### MATERIAL SHOWN
[BEGIN]
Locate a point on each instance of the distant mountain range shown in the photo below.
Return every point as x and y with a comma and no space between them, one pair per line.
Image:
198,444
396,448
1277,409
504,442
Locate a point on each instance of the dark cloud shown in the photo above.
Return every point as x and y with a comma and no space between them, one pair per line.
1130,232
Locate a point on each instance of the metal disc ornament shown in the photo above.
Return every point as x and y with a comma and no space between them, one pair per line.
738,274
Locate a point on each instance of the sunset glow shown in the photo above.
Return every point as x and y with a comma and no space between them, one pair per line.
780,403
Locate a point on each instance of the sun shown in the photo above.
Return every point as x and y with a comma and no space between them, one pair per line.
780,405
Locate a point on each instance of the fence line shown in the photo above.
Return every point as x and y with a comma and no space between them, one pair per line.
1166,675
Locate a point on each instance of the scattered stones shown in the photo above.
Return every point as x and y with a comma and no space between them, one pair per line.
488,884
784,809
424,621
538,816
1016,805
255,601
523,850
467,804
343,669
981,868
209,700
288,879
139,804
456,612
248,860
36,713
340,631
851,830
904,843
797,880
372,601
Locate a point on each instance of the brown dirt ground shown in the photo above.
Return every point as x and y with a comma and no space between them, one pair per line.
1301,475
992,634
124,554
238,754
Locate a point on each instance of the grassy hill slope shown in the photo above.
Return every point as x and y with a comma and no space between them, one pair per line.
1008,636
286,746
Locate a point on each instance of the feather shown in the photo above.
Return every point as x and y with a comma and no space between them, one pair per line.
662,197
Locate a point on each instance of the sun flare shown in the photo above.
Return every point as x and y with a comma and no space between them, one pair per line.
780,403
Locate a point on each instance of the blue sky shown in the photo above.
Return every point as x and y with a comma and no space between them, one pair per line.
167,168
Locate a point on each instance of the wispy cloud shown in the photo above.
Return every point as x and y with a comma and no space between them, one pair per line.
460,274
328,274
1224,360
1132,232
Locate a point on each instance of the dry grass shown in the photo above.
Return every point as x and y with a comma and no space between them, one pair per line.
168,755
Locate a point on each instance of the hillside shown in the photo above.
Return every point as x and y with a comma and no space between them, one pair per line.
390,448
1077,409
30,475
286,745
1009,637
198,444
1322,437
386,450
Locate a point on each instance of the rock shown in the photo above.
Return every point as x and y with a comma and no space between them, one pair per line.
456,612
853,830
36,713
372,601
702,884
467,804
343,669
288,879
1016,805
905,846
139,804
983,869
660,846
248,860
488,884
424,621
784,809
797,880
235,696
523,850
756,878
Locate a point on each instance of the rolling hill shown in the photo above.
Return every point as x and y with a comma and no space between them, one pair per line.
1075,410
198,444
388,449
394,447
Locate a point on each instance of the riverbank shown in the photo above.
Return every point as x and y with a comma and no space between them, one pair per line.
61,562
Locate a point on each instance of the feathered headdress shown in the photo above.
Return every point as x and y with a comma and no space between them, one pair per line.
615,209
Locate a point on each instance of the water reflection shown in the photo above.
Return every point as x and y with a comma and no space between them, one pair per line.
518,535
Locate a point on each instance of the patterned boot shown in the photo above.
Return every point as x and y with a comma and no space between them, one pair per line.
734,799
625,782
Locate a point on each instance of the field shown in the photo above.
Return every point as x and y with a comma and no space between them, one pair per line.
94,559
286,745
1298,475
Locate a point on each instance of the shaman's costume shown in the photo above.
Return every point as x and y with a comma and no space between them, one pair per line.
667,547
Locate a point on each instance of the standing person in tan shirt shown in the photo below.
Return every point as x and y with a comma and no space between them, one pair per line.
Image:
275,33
[END]
[BEGIN]
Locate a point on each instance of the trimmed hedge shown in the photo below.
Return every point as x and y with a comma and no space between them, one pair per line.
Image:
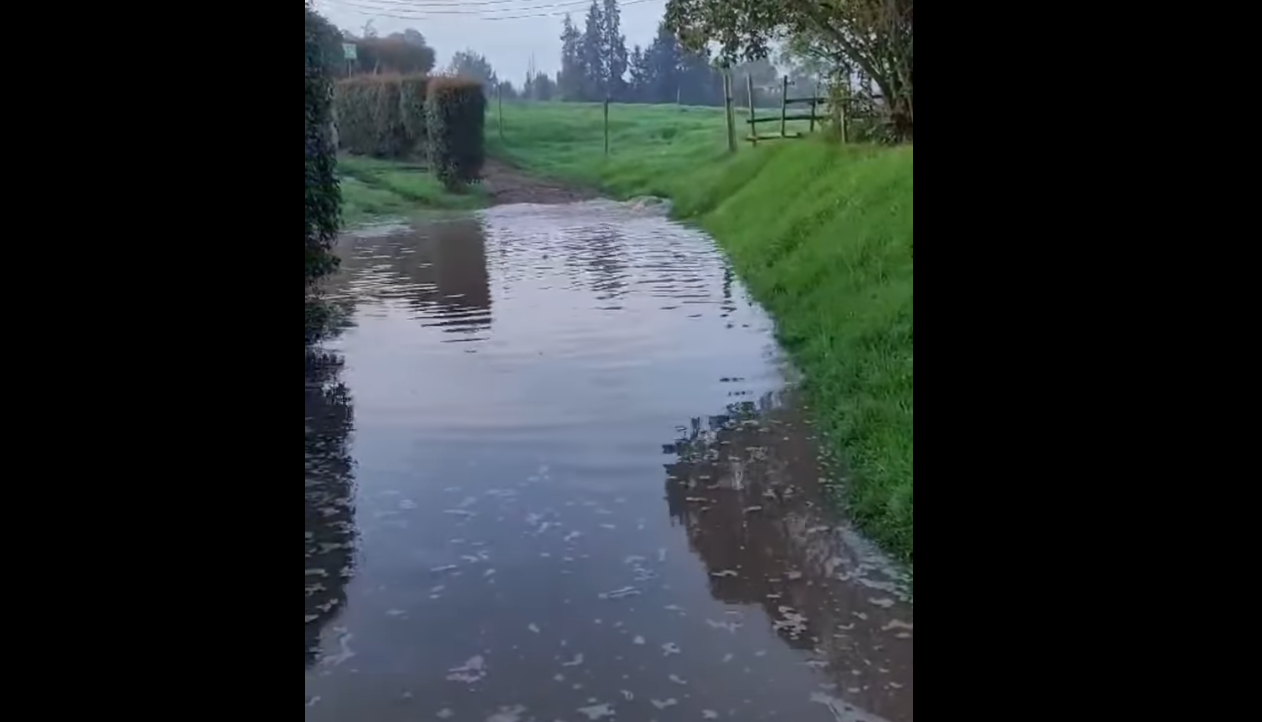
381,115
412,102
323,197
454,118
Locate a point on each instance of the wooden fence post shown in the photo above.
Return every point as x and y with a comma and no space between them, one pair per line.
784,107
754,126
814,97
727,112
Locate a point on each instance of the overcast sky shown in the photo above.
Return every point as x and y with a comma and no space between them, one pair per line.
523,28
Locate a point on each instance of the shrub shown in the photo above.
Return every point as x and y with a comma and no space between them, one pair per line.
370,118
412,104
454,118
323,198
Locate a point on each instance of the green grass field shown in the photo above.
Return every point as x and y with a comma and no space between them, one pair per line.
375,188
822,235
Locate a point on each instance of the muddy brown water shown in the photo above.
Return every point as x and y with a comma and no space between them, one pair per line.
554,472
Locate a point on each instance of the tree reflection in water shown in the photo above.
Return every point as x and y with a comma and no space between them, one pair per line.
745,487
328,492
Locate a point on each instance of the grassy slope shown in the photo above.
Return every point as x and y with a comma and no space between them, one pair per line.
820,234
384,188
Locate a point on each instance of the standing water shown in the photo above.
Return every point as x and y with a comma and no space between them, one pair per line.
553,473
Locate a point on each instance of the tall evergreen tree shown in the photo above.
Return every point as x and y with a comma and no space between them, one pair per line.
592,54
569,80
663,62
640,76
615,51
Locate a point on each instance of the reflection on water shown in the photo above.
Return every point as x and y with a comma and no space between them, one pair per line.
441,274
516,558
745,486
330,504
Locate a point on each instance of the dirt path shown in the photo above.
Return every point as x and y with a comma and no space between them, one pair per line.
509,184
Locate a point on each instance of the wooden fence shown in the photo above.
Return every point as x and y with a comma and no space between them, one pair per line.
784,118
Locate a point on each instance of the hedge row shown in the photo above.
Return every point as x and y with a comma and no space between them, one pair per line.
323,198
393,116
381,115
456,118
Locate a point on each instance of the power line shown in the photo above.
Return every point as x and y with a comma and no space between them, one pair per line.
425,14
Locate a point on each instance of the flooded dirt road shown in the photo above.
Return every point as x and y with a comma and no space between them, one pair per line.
[END]
### TASK PROMPT
List every line in the rows above that contains the word "hedge", matching case exactly.

### CORRECT RESULT
Locate a point on each instance of the trimmed hedge shown in the photo below.
Locate a point on each instance of the hedge row shown in the photo above.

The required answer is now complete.